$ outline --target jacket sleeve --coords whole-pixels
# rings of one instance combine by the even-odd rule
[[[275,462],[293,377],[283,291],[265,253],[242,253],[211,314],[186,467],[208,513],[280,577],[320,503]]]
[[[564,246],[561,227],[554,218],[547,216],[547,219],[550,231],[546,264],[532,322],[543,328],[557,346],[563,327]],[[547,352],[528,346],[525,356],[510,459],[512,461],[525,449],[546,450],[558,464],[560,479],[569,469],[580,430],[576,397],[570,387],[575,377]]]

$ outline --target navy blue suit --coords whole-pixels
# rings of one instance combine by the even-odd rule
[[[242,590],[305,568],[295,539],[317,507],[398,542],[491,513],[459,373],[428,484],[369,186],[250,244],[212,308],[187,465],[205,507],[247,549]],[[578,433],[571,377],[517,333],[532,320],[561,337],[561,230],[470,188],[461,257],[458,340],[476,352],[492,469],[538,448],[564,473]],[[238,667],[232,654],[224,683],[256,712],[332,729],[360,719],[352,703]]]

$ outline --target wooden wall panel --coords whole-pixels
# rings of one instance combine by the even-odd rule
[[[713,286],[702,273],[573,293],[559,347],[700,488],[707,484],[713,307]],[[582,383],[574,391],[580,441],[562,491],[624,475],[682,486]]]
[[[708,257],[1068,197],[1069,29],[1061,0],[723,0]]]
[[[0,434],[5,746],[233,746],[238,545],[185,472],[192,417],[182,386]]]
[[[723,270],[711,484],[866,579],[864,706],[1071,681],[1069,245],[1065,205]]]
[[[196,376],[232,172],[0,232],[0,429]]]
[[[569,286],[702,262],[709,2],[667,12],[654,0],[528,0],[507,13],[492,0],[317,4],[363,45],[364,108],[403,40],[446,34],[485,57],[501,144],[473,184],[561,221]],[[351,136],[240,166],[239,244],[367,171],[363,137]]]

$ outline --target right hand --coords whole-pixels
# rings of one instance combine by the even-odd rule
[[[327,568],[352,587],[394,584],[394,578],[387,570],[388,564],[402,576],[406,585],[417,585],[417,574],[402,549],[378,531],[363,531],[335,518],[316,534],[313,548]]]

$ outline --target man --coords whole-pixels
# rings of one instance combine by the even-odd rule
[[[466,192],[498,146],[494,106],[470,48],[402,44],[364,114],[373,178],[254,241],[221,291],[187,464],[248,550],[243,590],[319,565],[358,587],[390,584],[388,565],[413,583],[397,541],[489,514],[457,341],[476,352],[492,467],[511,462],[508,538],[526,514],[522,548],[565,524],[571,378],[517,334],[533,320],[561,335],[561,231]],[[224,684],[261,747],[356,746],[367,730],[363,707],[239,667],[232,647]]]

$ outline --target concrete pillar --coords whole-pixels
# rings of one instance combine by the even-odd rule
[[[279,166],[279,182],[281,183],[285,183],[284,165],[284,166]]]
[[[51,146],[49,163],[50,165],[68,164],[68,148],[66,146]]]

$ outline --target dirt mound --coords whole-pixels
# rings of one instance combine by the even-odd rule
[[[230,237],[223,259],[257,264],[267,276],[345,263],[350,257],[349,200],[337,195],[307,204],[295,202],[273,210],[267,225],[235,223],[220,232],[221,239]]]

|---|

(Task goal): Copy out all of the lines above, changing every "even-odd" to "nonzero" and keeping everything else the same.

(Answer to the task):
$ outline --target jacket sleeve --coords whole-pixels
# rings of one instance combine by the nonzero rule
[[[275,462],[293,377],[283,291],[265,253],[242,253],[211,314],[186,467],[208,513],[280,577],[320,503]]]
[[[564,246],[561,227],[554,218],[547,216],[547,219],[550,231],[546,264],[532,322],[543,328],[557,346],[563,327]],[[547,352],[528,346],[525,356],[510,459],[512,461],[525,449],[546,450],[558,464],[560,479],[569,469],[580,430],[576,397],[570,387],[575,377]]]

$ outline --target navy blue suit --coords whole-pixels
# rings of one instance combine by the nonzero rule
[[[242,590],[305,568],[295,539],[317,507],[398,542],[491,513],[459,373],[428,484],[369,186],[250,244],[212,308],[187,465],[205,507],[247,549]],[[578,433],[571,377],[517,333],[532,320],[561,337],[561,230],[470,188],[461,257],[458,340],[476,352],[492,469],[538,448],[564,473]],[[238,667],[232,654],[224,683],[256,712],[332,729],[360,719],[352,703]]]

$ outline --target wooden wall panel --coords whole-pixels
# rings of one instance combine by the nonzero rule
[[[713,286],[702,273],[573,293],[559,347],[700,488],[707,484],[713,307]],[[582,383],[574,391],[580,441],[562,491],[624,475],[682,486]]]
[[[708,257],[1068,197],[1069,29],[1061,0],[723,0]]]
[[[0,434],[5,746],[233,746],[238,545],[185,472],[192,417],[182,386]]]
[[[723,270],[711,484],[866,579],[864,706],[1071,681],[1069,245],[1065,205]]]
[[[196,376],[232,172],[0,232],[0,429]]]
[[[569,286],[702,262],[709,2],[667,12],[654,0],[528,0],[507,13],[492,0],[317,4],[363,45],[364,108],[403,40],[446,34],[485,57],[501,144],[473,184],[561,221]],[[351,136],[240,166],[239,244],[367,171],[363,137]]]

$ outline --target right hand --coords whole-pixels
# rings of one instance combine by the nonzero rule
[[[327,568],[352,587],[394,584],[394,578],[387,570],[388,564],[402,576],[406,585],[417,585],[417,574],[402,549],[378,531],[363,531],[335,518],[316,534],[313,548]]]

$ outline --target man --coords whole-pixels
# rings of one instance combine by the nonzero rule
[[[466,192],[498,146],[494,106],[470,48],[402,44],[364,114],[373,178],[254,241],[221,291],[187,464],[248,550],[243,590],[319,565],[358,587],[390,584],[388,565],[413,583],[397,541],[489,514],[457,341],[476,352],[492,467],[511,462],[508,538],[526,514],[522,548],[565,524],[571,378],[517,334],[533,320],[561,335],[561,231]],[[224,684],[261,747],[356,746],[367,730],[363,707],[239,667],[232,647]]]

$ outline --target concrete pillar --coords whole-pixels
# rings of one instance combine by the nonzero rule
[[[279,166],[279,182],[281,183],[285,183],[284,165],[284,166]]]
[[[51,146],[49,163],[50,165],[68,164],[68,148],[66,146]]]

$ outline --target dirt mound --coords whole-pixels
# rings of one instance combine by the nonzero rule
[[[230,237],[223,259],[257,264],[267,276],[345,263],[350,257],[349,200],[337,195],[307,204],[295,202],[273,210],[267,225],[235,223],[220,232],[221,239]]]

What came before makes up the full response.